** TEXTO APORTADO **
Abuelas africanas o ‘las dobles madres’
El sida borró del continente a una generación entera y dejó más de doce millones de huérfanos. Sol Alonso, de la Fundaçao Encontro, sabe quiénes cuidan de ellos
Aguardan a que llegue la visita, apostadas en la puerta de esas construcciones básicas donde se supone que caben dos o tres, pero viven seis o siete. Las miro atentamente y me pregunto: ¿de qué pasta están hechas? Cancerberas taciturnas, pero amables. Todas las abuelas que he conocido en mis dos etapas de voluntariado en Mozambique tienen en común la postura serena y una fuerza que, hasta las más corpulentas, sacan de una realidad colmada de flaquezas. Las abuelas africanas son auténticas dobles madres, el armazón de esa estructura social tan arraigada en el África subsahariana que es la familia extendida. El VIH-Sida tachó del continente a una generación entera, dejando más de 12 millones de huérfanos, de los que un 60% viven con sus abuelas. Pero hay otros casos. Niños abandonados o hijos de padres vivos para quienes engendrar puede ser traer al mundo, pero no dar una vida.
Elena, Penina, Isabel… Ellas no están al tanto de si su infortunio engorda una estadística; bastante tienen con llevar la contabilidad de las ausencias normalizadas por la reiteración. Ninguna aparenta la edad que manifiesta, si es que recuerdan el año en que han nacido. A veces, rebuscan en carpetas desgastadas hasta encontrar un carné que enseguida nos enseñan para que certifiquemos su estancia en este mundo. A algunas se les murió el marido, otras lo perdieron de vista, de un día para otro y sin un ciao. De los yernos tampoco saben mucho. Puede que se esfumaran, o que solo pasaran por allí, lo que explica que en Mozambique no se estile la manida discordia entre suegras y yernos.

** DATOS APORTADOS **
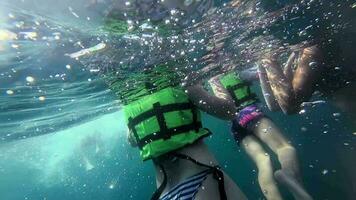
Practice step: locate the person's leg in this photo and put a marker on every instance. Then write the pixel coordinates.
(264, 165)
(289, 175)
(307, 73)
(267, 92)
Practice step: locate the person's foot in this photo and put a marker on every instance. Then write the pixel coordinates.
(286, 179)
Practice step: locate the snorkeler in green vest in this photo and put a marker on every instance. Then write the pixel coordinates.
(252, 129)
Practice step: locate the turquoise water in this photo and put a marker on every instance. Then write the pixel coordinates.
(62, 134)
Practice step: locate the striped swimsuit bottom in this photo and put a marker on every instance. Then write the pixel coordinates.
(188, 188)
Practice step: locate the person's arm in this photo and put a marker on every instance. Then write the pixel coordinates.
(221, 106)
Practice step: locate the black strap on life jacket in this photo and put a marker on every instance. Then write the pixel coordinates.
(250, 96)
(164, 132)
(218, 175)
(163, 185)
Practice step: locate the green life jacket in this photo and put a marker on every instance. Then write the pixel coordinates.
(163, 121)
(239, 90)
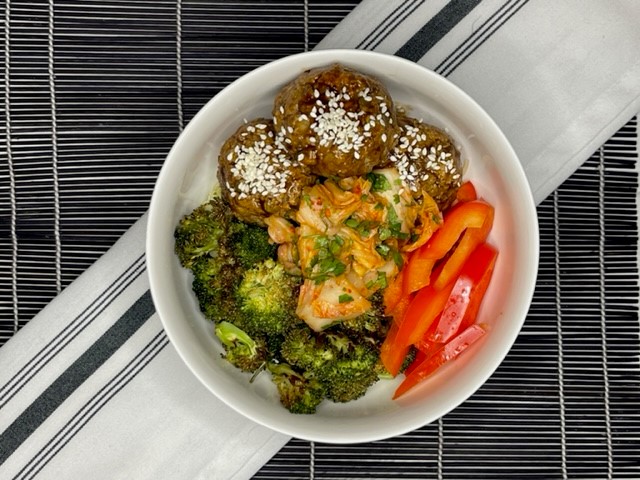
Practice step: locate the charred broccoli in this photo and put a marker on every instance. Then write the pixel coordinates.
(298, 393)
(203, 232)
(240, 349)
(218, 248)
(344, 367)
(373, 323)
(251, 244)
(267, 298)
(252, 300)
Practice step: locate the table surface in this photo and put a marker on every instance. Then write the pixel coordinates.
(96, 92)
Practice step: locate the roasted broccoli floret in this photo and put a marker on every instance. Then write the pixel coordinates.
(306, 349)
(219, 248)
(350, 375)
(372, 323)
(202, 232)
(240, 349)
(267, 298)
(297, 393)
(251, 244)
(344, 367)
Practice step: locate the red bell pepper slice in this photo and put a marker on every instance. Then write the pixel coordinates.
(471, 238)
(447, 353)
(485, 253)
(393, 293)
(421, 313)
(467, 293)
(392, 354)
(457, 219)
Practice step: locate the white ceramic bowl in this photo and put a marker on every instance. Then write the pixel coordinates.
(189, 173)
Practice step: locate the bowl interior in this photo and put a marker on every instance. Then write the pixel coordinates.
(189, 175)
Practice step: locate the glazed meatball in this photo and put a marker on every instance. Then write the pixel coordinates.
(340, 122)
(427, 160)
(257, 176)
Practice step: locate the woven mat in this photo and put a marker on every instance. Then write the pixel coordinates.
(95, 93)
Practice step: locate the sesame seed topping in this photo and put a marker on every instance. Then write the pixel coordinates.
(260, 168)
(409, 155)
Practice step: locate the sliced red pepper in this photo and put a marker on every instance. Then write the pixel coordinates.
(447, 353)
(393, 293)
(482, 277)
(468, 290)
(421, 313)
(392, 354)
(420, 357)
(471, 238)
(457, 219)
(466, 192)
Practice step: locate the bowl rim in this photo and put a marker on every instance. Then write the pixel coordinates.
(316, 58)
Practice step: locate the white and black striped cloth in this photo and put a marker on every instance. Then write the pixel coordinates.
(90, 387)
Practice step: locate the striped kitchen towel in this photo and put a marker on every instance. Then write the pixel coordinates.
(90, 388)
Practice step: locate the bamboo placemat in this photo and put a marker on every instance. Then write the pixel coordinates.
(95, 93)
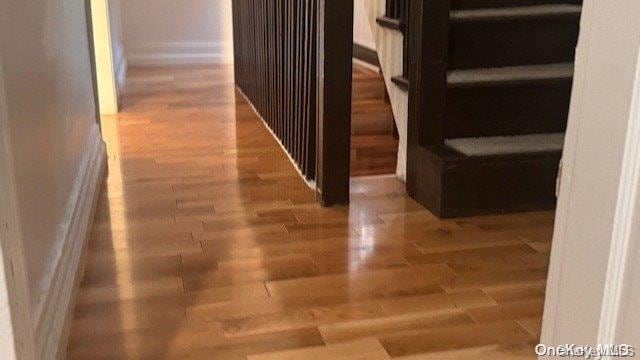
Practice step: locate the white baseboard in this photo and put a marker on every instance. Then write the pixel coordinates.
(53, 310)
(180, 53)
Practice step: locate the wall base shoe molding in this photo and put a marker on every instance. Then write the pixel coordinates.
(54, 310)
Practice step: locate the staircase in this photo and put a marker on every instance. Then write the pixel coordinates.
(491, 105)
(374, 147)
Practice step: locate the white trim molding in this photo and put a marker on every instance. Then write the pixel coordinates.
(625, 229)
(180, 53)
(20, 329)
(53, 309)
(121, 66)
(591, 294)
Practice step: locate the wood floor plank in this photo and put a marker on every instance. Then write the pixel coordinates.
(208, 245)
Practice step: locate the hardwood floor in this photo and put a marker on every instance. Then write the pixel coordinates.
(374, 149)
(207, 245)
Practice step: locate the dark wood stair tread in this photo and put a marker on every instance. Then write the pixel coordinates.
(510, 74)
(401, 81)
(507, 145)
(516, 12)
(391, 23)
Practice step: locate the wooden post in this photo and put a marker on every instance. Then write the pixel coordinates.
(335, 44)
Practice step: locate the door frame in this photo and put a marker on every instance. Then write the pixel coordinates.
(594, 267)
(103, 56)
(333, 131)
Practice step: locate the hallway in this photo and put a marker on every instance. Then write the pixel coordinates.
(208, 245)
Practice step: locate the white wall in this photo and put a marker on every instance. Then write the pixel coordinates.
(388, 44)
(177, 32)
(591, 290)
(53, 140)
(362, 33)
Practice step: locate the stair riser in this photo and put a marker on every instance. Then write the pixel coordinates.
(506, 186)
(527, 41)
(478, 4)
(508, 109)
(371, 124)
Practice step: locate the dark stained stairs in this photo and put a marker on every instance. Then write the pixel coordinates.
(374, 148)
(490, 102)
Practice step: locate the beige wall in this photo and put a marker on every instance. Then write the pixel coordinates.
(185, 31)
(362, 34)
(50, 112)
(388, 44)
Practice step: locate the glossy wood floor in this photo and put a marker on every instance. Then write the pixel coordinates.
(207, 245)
==
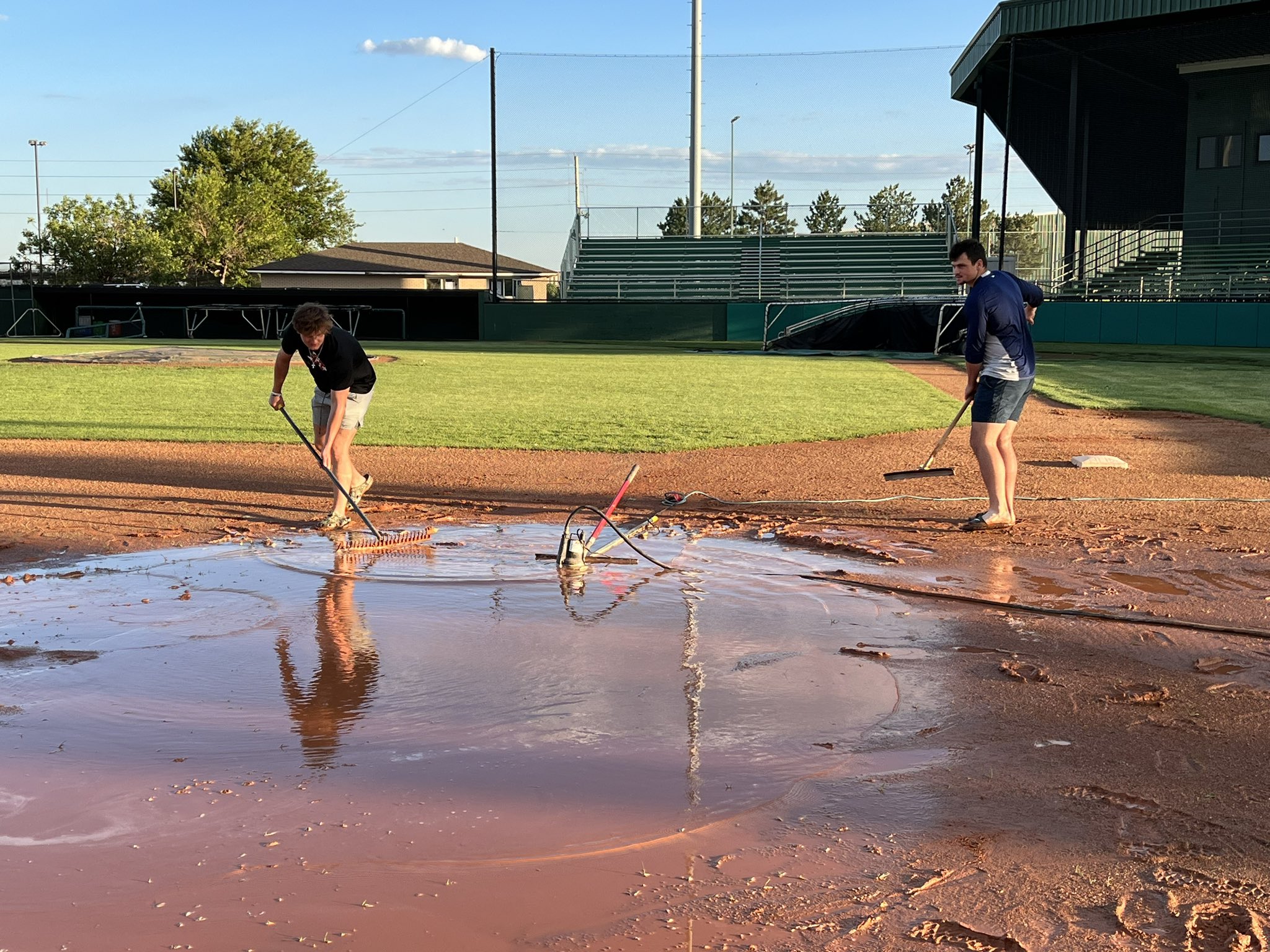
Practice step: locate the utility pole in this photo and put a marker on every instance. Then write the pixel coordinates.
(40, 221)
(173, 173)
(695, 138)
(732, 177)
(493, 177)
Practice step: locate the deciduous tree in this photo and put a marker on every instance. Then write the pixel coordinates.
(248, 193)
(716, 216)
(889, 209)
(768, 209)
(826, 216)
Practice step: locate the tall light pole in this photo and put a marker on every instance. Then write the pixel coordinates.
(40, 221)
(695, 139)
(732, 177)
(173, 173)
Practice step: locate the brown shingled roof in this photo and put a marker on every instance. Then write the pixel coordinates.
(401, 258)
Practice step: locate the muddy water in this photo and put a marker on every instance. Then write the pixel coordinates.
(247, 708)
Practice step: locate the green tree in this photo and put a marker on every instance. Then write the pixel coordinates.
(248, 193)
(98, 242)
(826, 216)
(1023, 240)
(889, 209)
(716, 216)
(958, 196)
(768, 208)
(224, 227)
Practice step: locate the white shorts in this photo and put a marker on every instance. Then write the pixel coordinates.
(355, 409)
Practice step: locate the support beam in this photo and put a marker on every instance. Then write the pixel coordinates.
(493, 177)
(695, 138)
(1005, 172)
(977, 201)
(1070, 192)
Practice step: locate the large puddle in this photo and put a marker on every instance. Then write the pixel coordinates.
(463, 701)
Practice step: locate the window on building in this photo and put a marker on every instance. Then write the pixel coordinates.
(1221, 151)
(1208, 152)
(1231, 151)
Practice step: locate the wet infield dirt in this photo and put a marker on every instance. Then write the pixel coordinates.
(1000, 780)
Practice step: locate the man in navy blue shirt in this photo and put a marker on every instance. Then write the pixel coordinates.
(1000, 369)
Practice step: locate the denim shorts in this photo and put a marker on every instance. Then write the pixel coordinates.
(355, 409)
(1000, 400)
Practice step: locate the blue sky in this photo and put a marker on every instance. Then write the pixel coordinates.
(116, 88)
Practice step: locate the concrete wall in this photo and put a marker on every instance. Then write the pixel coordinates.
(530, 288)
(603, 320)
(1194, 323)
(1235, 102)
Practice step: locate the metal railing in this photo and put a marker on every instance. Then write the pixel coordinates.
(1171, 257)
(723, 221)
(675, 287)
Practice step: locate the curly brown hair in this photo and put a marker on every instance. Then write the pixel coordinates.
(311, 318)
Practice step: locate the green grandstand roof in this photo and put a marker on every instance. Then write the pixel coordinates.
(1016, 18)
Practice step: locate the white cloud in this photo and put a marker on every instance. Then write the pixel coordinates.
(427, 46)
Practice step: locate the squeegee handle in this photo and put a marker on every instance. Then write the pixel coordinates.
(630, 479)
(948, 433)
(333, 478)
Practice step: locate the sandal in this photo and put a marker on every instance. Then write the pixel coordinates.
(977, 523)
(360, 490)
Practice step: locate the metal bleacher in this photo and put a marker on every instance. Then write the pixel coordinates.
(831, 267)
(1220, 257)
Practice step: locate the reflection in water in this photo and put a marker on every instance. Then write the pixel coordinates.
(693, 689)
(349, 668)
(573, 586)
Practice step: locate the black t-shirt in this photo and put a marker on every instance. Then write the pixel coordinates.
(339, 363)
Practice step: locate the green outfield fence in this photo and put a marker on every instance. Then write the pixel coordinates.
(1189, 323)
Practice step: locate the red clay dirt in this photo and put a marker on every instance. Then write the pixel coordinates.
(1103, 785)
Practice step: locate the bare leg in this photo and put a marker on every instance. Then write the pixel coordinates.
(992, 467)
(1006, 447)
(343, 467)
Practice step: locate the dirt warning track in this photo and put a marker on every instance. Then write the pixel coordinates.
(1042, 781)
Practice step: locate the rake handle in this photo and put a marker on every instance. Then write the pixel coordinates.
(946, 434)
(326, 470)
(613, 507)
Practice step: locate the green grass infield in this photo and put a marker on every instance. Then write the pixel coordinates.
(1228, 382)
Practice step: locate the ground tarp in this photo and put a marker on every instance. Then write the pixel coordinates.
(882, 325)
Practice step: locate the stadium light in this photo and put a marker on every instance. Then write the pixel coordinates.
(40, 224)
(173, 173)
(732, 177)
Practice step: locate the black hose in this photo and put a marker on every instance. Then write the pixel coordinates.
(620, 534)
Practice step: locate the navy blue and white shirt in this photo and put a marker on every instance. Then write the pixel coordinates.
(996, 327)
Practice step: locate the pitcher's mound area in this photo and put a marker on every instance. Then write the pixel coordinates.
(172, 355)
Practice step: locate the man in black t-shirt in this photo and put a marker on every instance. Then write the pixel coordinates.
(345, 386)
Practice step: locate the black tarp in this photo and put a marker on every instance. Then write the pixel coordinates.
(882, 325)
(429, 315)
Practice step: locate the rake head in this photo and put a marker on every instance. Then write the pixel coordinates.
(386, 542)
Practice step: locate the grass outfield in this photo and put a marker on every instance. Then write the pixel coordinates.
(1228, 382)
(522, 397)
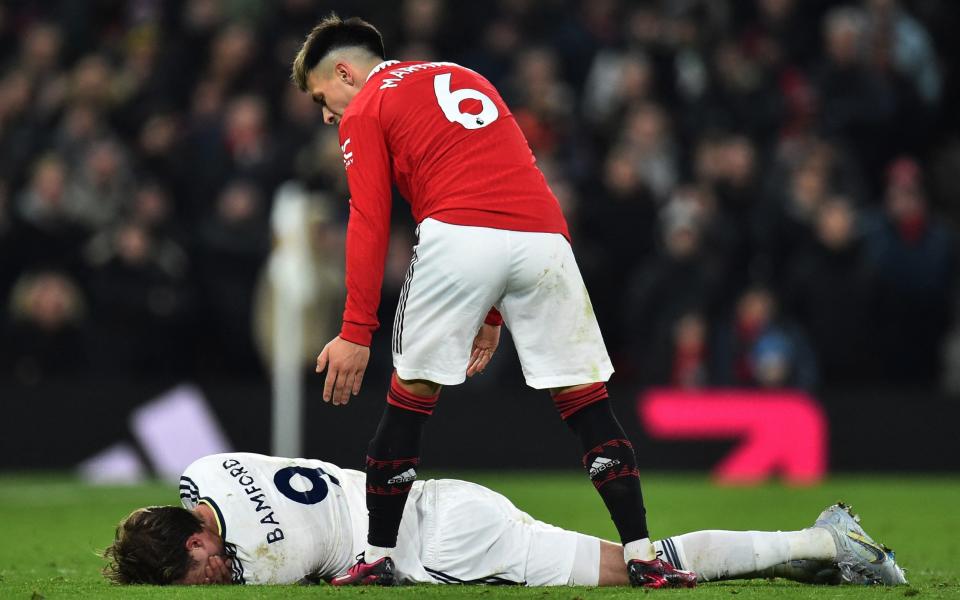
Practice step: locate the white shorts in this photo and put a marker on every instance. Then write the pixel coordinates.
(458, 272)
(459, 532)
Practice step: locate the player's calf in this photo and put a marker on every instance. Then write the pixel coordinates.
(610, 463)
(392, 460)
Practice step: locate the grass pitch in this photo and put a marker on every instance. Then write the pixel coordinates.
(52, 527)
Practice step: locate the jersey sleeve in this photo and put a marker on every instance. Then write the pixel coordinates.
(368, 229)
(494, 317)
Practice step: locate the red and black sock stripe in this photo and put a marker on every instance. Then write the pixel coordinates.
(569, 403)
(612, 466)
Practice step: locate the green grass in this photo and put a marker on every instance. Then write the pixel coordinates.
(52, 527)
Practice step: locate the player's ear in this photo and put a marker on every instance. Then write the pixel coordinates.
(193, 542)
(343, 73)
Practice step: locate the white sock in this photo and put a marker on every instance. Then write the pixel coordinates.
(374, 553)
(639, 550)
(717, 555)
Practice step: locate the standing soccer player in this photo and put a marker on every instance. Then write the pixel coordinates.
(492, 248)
...
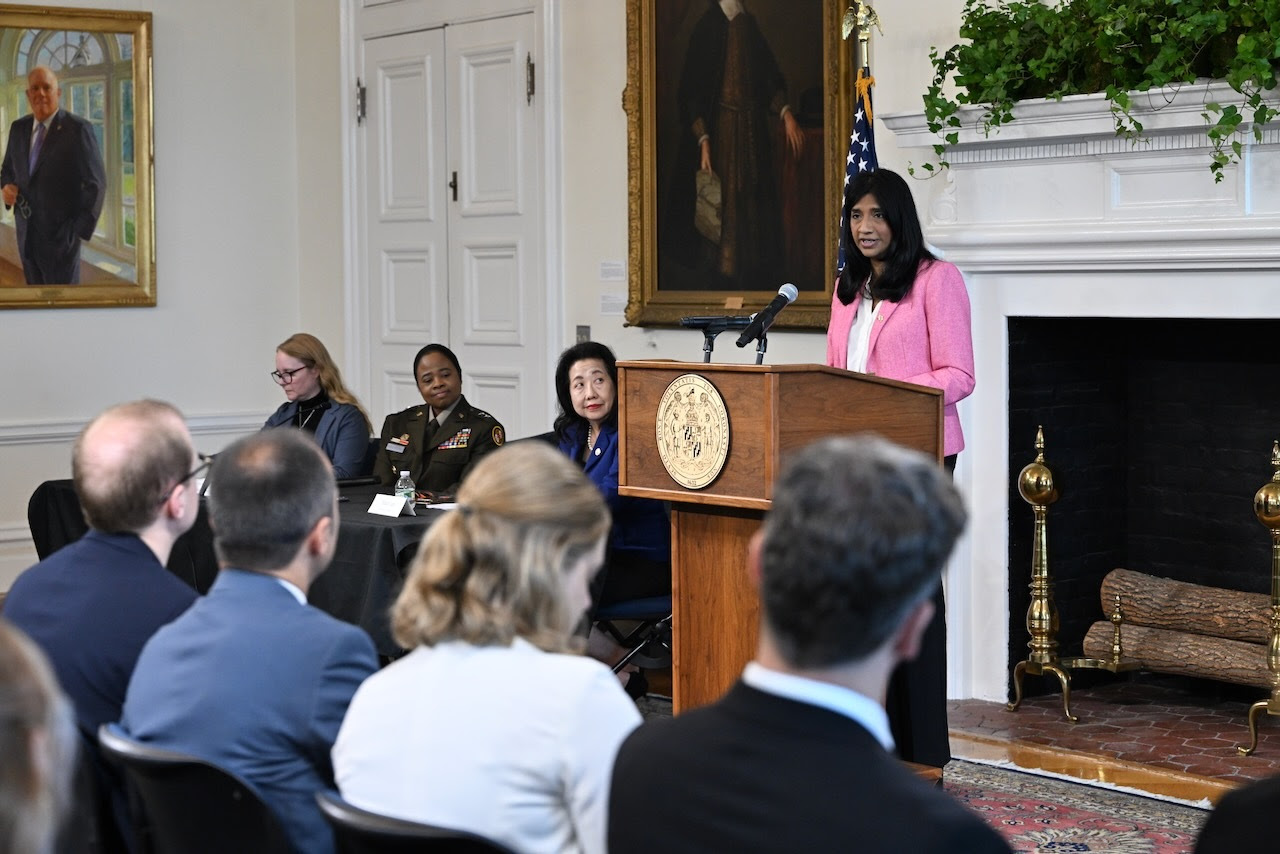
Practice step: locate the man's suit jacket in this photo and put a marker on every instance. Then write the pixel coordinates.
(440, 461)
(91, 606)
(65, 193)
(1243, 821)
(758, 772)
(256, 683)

** CONSIGNA 1 **
Traduce al inglés esta oración del texto sobre las abuelas africanas: «Las abuelas africanas son auténticas dobles madres, el armazón de esa estructura social tan arraigada en el África subsahariana que es la familia extendida.»
** CONSIGNA 2 **
Prolonga, por favor, el texto sobre las abuelas africanas a partir de su última oración.
Las líneas no intervienen en nada de lo que sigue.

** RESULTADO 1 **
African grandmothers are true double mothers, the framework of that social structure so deeply rooted in sub-Saharan Africa: the extended family.

** RESULTADO 2 **
Elena Estefane, de 50 años, vive con sus tres hijos y una nieta preciosa que se llama Waine, cuya madre lleva dos años entre rejas acusada de robar en el trabajo. Es viuda. Su marido trabajaba en Sudáfrica cuando algún envidioso le sometió a infalibles conjuros de magia negra que le bloquearon el cuerpo hasta morir. En Mozambique aún se acepta la posibilidad de que los hechizos sean letales. Las tarifas de los brujos sanadores están por las nubes y poco puede hacer la ciencia ante el poder del ocultismo. “Eso no se cura en los hospitales”, nos dice rotunda Elena. “Lo que más quiero es que Waine reciba una educación para que no termine como su madre”.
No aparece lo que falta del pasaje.